(Document passage)
%%

The internet is young, but the field of cybersecurity is even younger. Officially born in 1983, the internet was initially designed with accessibility and connectivity in mind, but not so much security or privacy—a weakness cybercriminals continuously abuse today as commercial defenses and research solutions play catch-up.
With our lives becoming progressively digitized, protections against online threats are needed more than ever. Ransomware attacks have more than tripled since 2017, DDoS attacks have doubled from 2021 to 2022, and data breaches have increased by 70%, said David Balenson, Associate Director of the Networking and Cybersecurity Division at the USC Information Sciences Institute. Critical infrastructure, including banking, energy and medical systems, have become increasingly targeted; Even scientific infrastructure such as observatories and researcher’s computers are being hacked, he added.

%%

(Data excerpts)
%%

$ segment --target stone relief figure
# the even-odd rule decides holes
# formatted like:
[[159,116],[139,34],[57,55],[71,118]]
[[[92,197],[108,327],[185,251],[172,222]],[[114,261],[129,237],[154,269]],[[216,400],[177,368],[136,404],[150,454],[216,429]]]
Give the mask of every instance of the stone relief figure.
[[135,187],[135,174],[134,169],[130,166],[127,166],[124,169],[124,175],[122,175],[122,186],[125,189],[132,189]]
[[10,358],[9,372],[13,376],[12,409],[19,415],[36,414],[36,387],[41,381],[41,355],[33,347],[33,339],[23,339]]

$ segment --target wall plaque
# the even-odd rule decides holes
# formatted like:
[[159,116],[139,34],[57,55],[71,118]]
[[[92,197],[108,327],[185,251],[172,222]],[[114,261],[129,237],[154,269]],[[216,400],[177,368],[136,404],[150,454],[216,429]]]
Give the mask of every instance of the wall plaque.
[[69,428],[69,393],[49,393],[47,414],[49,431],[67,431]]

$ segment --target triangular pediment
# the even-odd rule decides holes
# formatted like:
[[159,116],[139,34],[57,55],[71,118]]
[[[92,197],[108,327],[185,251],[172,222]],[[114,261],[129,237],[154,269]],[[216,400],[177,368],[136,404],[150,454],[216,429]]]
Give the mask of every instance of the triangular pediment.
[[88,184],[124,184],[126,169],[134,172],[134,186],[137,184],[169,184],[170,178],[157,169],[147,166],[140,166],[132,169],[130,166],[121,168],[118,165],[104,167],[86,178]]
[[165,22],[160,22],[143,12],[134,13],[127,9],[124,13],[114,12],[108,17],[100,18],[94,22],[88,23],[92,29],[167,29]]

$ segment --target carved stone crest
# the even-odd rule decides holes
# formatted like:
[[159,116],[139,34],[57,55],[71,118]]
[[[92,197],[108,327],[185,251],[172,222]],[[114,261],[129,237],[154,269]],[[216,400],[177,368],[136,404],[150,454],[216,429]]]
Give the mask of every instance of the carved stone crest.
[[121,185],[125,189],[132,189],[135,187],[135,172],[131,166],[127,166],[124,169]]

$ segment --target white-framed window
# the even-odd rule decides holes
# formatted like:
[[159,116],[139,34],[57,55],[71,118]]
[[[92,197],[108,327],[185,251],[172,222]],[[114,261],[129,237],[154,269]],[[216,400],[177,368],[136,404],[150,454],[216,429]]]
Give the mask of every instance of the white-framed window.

%%

(Brief)
Reproduce the passage on cybersecurity between "The internet is" and "solutions play catch-up.", inclusive. These lines were taken from a different source.

(Exercise solution)
The internet is young, but the field of cybersecurity is even younger. Officially born in 1983, the internet was initially designed with accessibility and connectivity in mind, but not so much security or privacy—a weakness cybercriminals continuously abuse today as commercial defenses and research solutions play catch-up.